START Available data
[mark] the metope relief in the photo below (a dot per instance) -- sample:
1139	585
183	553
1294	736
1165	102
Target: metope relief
END Available data
START Available data
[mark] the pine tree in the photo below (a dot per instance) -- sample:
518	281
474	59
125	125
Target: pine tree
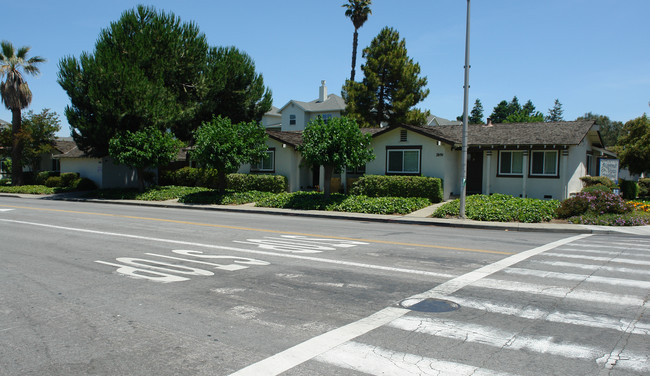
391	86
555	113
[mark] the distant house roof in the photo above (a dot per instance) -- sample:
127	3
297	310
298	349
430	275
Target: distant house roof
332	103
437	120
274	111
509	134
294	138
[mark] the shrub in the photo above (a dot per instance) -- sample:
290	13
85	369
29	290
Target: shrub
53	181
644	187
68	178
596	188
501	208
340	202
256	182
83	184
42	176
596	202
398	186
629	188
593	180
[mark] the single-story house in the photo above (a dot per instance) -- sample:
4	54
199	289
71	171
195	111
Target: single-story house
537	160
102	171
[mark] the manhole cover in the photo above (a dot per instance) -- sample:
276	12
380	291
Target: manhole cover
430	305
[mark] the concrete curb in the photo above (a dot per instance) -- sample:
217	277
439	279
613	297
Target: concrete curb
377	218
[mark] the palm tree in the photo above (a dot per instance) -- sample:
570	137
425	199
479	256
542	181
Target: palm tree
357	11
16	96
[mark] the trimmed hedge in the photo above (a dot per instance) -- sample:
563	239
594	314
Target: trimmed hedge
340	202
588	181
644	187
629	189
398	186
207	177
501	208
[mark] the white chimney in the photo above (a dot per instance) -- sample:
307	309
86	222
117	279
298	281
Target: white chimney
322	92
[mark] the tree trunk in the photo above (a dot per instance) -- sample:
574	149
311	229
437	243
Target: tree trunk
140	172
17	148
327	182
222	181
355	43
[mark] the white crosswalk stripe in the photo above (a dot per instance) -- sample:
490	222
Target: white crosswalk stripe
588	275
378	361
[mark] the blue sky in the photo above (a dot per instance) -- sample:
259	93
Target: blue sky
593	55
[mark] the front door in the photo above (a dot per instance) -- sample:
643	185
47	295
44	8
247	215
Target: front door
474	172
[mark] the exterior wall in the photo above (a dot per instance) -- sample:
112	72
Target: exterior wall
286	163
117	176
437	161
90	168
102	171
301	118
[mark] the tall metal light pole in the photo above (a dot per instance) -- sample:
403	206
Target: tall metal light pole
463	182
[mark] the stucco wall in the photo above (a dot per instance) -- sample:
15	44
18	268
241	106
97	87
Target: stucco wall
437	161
END Available data
Requirement:
Please go through the data above and copy each line that has the word "metope".

Exercise result:
[mark] the metope relief in the photo below (a dot per instance) -- sample:
Target: metope relief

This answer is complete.